**EXERCISE INSTRUCTIONS:**
a) Echo the part of the safety pin essay that opens with the words containing "I wear it to" and closes with "gay and straight.".
b) State whether each statement agrees with the safety pin essay, answering yes or no and quoting the deciding words: (i) The writer lives in Canada. (ii) Since the pin went on, someone has thanked the writer for wearing it. (iii) The writer is wearing the pin to make other people feel safer.

**TEXT UNDER STUDY:**
- - -

The great safety pin debate

Because society sucks and I don’t know what else to do.

I am a white, able bodied, mentally fit (mostly,) straight-passing (sorta,) Catholic (technically,) white woman in Canada. I pretty much won a genetic lottery based on both the historical racism North America was built upon and the recent #TBT to those awful times that America has just voted-in to run their country for the next four years.

I’m not perfect, and I’m no saint, but I do try to understand my privilege. On top of that, though, I want to make a difference while distancing myself visually from the people who look like me who are to blame for the win that misogyny and racism had five days ago. The only way I can think to do that is to wear a safety pin. And as a Canadian, it feels especially poignant to wear it in November. The month Canadians spend remembering and honouring fallen heroes who fought for the freedoms I and many others enjoy today.

Since I put the pin on my jacket, not much has happened. No one has challenged me for wearing it, no one has thanked me, no one has started any kind of conversation about it. And yet, maybe delusion-ally, I feel I’m doing the right thing not only for me but for people around me.

I’m not using this pin to say “not all white people” to people who are rightfully angry and sad about what a large number of white people have allowed to happen. I’m not wearing it to say I’m somehow better than anyone who isn’t wearing one. To be honest, I don’t think I’m even wearing it to make other people feel safer. I mean, it’s fantastic if they do, but honestly I am just skeptical that; a) anyone on the street is paying enough attention to me to notice to over-sized pin on my lapel, and b) that they’ll see it and do anything other than roll their eyes or c) they might just think I’m a fan of Sid Vicious.

I’ve done a lot of reading and a lot of thinking about this small accessory, and I have come to the conclusion that I am wearing it selfishly. But I also don’t think that’s a bad thing.

I wear it to remind myself what I stand for and to hold myself accountable for what needs to be done to reduce the distance between white people and people of colour, men and women, the mentally fit and the mentally ill, the able bodied and the physically handicapped, gay and straight.

There are a lot of reasons to hate the safety pin movement and think of it as white people patting themselves on the back. There are a lot of reasons to think of it as a nice gesture, and there are a few reasons to think of it as something more than that.

I wear it for me. Because it’s insane to think I represent anyone else. But I want to project that I won’t sit quiet when I see racism. I won’t ignore the difficulties of others just because it’s depressing to think about, and I will do whatever is in my power to fight the progression of fear, anger and inequality that seems to be taking over the world right now.

- - -

(Source records)
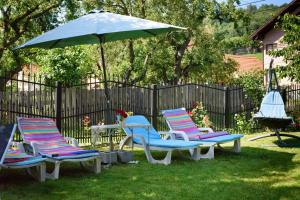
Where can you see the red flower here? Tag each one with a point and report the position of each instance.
(122, 113)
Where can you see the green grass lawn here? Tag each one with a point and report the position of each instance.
(261, 171)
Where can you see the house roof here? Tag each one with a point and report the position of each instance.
(246, 63)
(293, 7)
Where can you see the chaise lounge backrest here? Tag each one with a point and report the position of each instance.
(6, 137)
(179, 120)
(139, 119)
(39, 130)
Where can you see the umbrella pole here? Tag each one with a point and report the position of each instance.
(107, 96)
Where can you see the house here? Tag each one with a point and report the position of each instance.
(271, 37)
(246, 63)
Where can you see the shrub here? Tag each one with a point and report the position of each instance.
(244, 123)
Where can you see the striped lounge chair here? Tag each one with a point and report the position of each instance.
(45, 139)
(139, 131)
(13, 156)
(179, 121)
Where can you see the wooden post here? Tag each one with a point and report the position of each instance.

- - -

**EXERCISE ANSWERS:**
a)
I wear it to remind myself what I stand for and to hold myself accountable for what needs to be done to reduce the distance between white people and people of colour, men and women, the mentally fit and the mentally ill, the able bodied and the physically handicapped, gay and straight.

b)
(i) Yes: "white woman in Canada."
(ii) No: "no one has thanked me"
(iii) No: "I don’t think I’m even wearing it to make other people feel safer."